__GEGEVEN TEKST__
════

1 Ontstaan en loop van het geding
Aan belanghebbende is in het kader van de Wet waardering onroerende zaken (hierna: de Wet WOZ) een beschikking gegeven, waarbij de waarde van de onroerende zaak, plaatselijk bekend als [adres] 42 te [woonplaats] per de peildatum 1 januari 2014, voor het tijdvak 1 januari 2015 tot en met 31 december 2015 is vastgesteld op een bedrag van € 368.000. Tegelijkertijd is aan belanghebbende ter zake van de onroerende zaak een aanslag in de onroerendezaakbelasting over het jaar 2015 (hierna: de aanslag) opgelegd, welke aanslag in één geschrift is verenigd met de beschikking. Na daartegen gemaakt bezwaar heeft de Heffingsambtenaar de waarde van de onroerende zaak gehandhaafd.
Belanghebbende is van deze uitspraken in beroep gekomen bij de Rechtbank. Ter zake van dit beroep heeft de griffier van de Rechtbank van belanghebbende een griffierecht geheven van € 45.
De Rechtbank heeft het beroep ongegrond verklaard.
Tegen deze uitspraak heeft belanghebbende hoger beroep ingesteld bij het Hof.
Ter zake van dit beroep heeft de griffier van belanghebbende een griffierecht geheven van € 124. De Heffingsambtenaar heeft een verweerschrift ingediend.
Het onderzoek ter zitting heeft plaatsgehad op 3 maart 2017 te ‘s-Hertogenbosch.
Aldaar zijn toen verschenen en gehoord belanghebbende, vergezeld van mevrouw [A] , alsmede, namens de Heffingsambtenaar, mevrouw [B] .
De Heffingsambtenaar heeft ter zitting een machtiging overgelegd. Belanghebbende heeft ter zitting, zonder bezwaar van de wederpartij, een overzicht van de door hem gemaakte kosten overgelegd.
Het Hof heeft aan het einde van deze zitting het onderzoek gesloten.
2 Feiten
Op grond van de stukken van het geding en het onderzoek ter zitting zijn in deze zaak de volgende feiten en omstandigheden voor het Hof komen vast te staan.
Belanghebbende is eigenaar van de onroerende zaak gelegen aan [adres] 42 te [woonplaats] . Het betreft een vrijstaande woning met aangebouwde garage uit het bouwjaar 1990. De onroerende zaak heeft een perceeloppervlakte van circa 573 m², de inhoud van de woning is ongeveer 552 m³.
De Heffingsambtenaar heeft ter onderbouwing van de waarde van € 368.000 gewezen op het taxatierapport van 17 september 2015, opgemaakt door mevrouw [C] , WOZ taxateur.

════

__MATERIAAL__

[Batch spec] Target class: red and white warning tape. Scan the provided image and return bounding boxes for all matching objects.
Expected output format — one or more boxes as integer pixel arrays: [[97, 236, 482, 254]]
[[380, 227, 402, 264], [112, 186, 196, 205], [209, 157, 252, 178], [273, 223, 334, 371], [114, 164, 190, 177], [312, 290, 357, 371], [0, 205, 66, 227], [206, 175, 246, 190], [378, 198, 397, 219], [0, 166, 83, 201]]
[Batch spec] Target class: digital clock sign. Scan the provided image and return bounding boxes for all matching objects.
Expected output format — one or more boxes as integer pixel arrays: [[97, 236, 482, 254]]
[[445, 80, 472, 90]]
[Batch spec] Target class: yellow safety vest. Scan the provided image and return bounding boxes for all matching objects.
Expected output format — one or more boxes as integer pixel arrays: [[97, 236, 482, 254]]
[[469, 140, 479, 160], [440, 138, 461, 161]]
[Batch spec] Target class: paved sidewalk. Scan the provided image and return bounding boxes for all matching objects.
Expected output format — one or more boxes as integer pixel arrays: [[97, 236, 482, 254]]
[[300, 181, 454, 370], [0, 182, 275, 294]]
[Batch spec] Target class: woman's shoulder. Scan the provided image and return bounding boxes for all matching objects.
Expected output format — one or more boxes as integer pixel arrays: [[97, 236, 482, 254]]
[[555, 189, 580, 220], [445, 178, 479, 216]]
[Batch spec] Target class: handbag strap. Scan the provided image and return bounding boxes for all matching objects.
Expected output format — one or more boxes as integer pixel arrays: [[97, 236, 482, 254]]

════

__OPDRACHT__
Geef alle volledige datums (dag, maand en jaar) uit de gegeven tekst over het WOZ-geding, in de volgorde waarin ze voorkomen.

__ANTWOORD__
- 1 januari 2014
- 1 januari 2015
- 31 december 2015
- 3 maart 2017
- 17 september 2015